• [Your goal]:
Extract the full 1937 sports summary below, reproducing every line of it word for word.

• [Page extract]:
◇ ◇ ◇ ◇ ◇ ◇ ◇
1937 in sports describes the year's events in world sport.

Alpine skiing
FIS Alpine World Ski Championships
7th FIS Alpine World Ski Championships are held at Chamonix, France.  The events are a downhill, a slalom and a combined race in both the men's and women's categories.  The winners are:
 Men's Downhill – Emile Allais (France)
 Men's Slalom – Emile Allais (France)
 Men's Combined – Emile Allais (France)
 Women's Downhill – Christl Cranz (Germany)
 Women's Slalom – Christl Cranz (Germany)
 Women's Combined – Christl Cranz (Germany)

American football
 NFL Championship – the Washington Redskins won 28–21 over the Chicago Bears at Wrigley Field.
 First Cotton Bowl Classic is played in Dallas.
 Pittsburgh Panthers – college football national championship
 The Cleveland Rams join the National Football League.

Association football
England
 First Division – Manchester City win the 1936–37 title.
 FA Cup – Sunderland beat Preston North End 3–1.
Spain
 La Liga – not contested due to the Spanish Civil War
Germany
 German football championship won by Schalke 04
Italy
 Serie A won by Bologna
Portugal
 Primeira Liga won by S.L. Benfica
France
 French Division 1 won by Olympique de Marseille
Sweden
 Allsvenskan 1936/1937: AIK

Australian rules football
Victorian Football League
 25 September – Geelong wins the 41st VFL Premiership, defeating Collingwood 18.14 (122) to 12.18 (90) in the 1937 VFL Grand Final
 Brownlow Medal awarded to Dick Reynolds (Essendon)
South Australian National Football League
 2 October – Port Adelaide 13.16 (94) defeat South Adelaide 10.10 (70) to win their second consecutive SANFL premiership.
◇ ◇ ◇ ◇ ◇ ◇ ◇
• [Data provided]:
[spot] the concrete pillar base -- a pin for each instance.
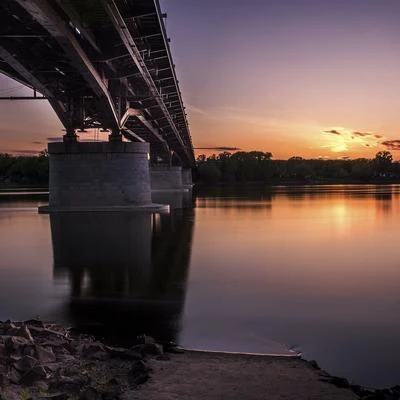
◇ ◇ ◇ ◇ ◇ ◇ ◇
• [Task result]:
1937 in sports describes the year's events in world sport.

Alpine skiing
FIS Alpine World Ski Championships
7th FIS Alpine World Ski Championships are held at Chamonix, France.  The events are a downhill, a slalom and a combined race in both the men's and women's categories.  The winners are:
 Men's Downhill – Emile Allais (France)
 Men's Slalom – Emile Allais (France)
 Men's Combined – Emile Allais (France)
 Women's Downhill – Christl Cranz (Germany)
 Women's Slalom – Christl Cranz (Germany)
 Women's Combined – Christl Cranz (Germany)

American football
 NFL Championship – the Washington Redskins won 28–21 over the Chicago Bears at Wrigley Field.
 First Cotton Bowl Classic is played in Dallas.
 Pittsburgh Panthers – college football national championship
 The Cleveland Rams join the National Football League.

Association football
England
 First Division – Manchester City win the 1936–37 title.
 FA Cup – Sunderland beat Preston North End 3–1.
Spain
 La Liga – not contested due to the Spanish Civil War
Germany
 German football championship won by Schalke 04
Italy
 Serie A won by Bologna
Portugal
 Primeira Liga won by S.L. Benfica
France
 French Division 1 won by Olympique de Marseille
Sweden
 Allsvenskan 1936/1937: AIK

Australian rules football
Victorian Football League
 25 September – Geelong wins the 41st VFL Premiership, defeating Collingwood 18.14 (122) to 12.18 (90) in the 1937 VFL Grand Final
 Brownlow Medal awarded to Dick Reynolds (Essendon)
South Australian National Football League
 2 October – Port Adelaide 13.16 (94) defeat South Adelaide 10.10 (70) to win their second consecutive SANFL premiership.